Reading text ->
━━━━━━━━

Interview with the LuaBot malware author
The Linux/LuaBot malware has been very active in the last months and recently researchers thoroughly analyzed some samples (links at the bottom of the article). As the malware author seemed to be a nice guy (signing “happy reversing” in his binaries) I decided to contact him and ask a few questions, which he gladly and promptly answered for a few of them.
All replies are verbatim and not edited — so please don’t mind the typos.
Have you seen all those new articles about your bot recently?
I don’t like that attention, too much buzz about it, that’s bad, I tried to be quiet.
Also reversers usually get it wrong and say there’s some modules for my bot, but those actually are other bots, some routers are infected with several bots at once. My bot never had any binary modules and always is one big elf file and sometimes only small <1kb size dropper.
Reversers usually get it wrong and say there’s some modules for my bot […], some routers are infected with several bots at once
Who are you?
Just some guy who likes programming. I’m not known security researcher/programmer or member of any hack group, so probably best answer for this would be — nobody
I’m trying not to be harmful for router user so my bot doesn’t steal any passwords
Why are you doing this?
Started for fun, now for money too, so for both. I’m trying not to be harmful for router user so my bot doesn’t steal any passwords or spoof dns. Also I don’t run any booter services like vdos kids, working only in private personally with people and trying not to mess with gov/bank/othershit.

━━━━━━━━

Material from a data collection
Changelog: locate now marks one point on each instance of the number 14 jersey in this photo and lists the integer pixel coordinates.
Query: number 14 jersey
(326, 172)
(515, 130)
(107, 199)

━━━━━━━━

Activity -> Transcribe the entire interview with the LuaBot malware author above word for word, without changing anything.

The completed task ->
Interview with the LuaBot malware author
The Linux/LuaBot malware has been very active in the last months and recently researchers thoroughly analyzed some samples (links at the bottom of the article). As the malware author seemed to be a nice guy (signing “happy reversing” in his binaries) I decided to contact him and ask a few questions, which he gladly and promptly answered for a few of them.
All replies are verbatim and not edited — so please don’t mind the typos.
Have you seen all those new articles about your bot recently?
I don’t like that attention, too much buzz about it, that’s bad, I tried to be quiet.
Also reversers usually get it wrong and say there’s some modules for my bot, but those actually are other bots, some routers are infected with several bots at once. My bot never had any binary modules and always is one big elf file and sometimes only small <1kb size dropper.
Reversers usually get it wrong and say there’s some modules for my bot […], some routers are infected with several bots at once
Who are you?
Just some guy who likes programming. I’m not known security researcher/programmer or member of any hack group, so probably best answer for this would be — nobody
I’m trying not to be harmful for router user so my bot doesn’t steal any passwords
Why are you doing this?
Started for fun, now for money too, so for both. I’m trying not to be harmful for router user so my bot doesn’t steal any passwords or spoof dns. Also I don’t run any booter services like vdos kids, working only in private personally with people and trying not to mess with gov/bank/othershit.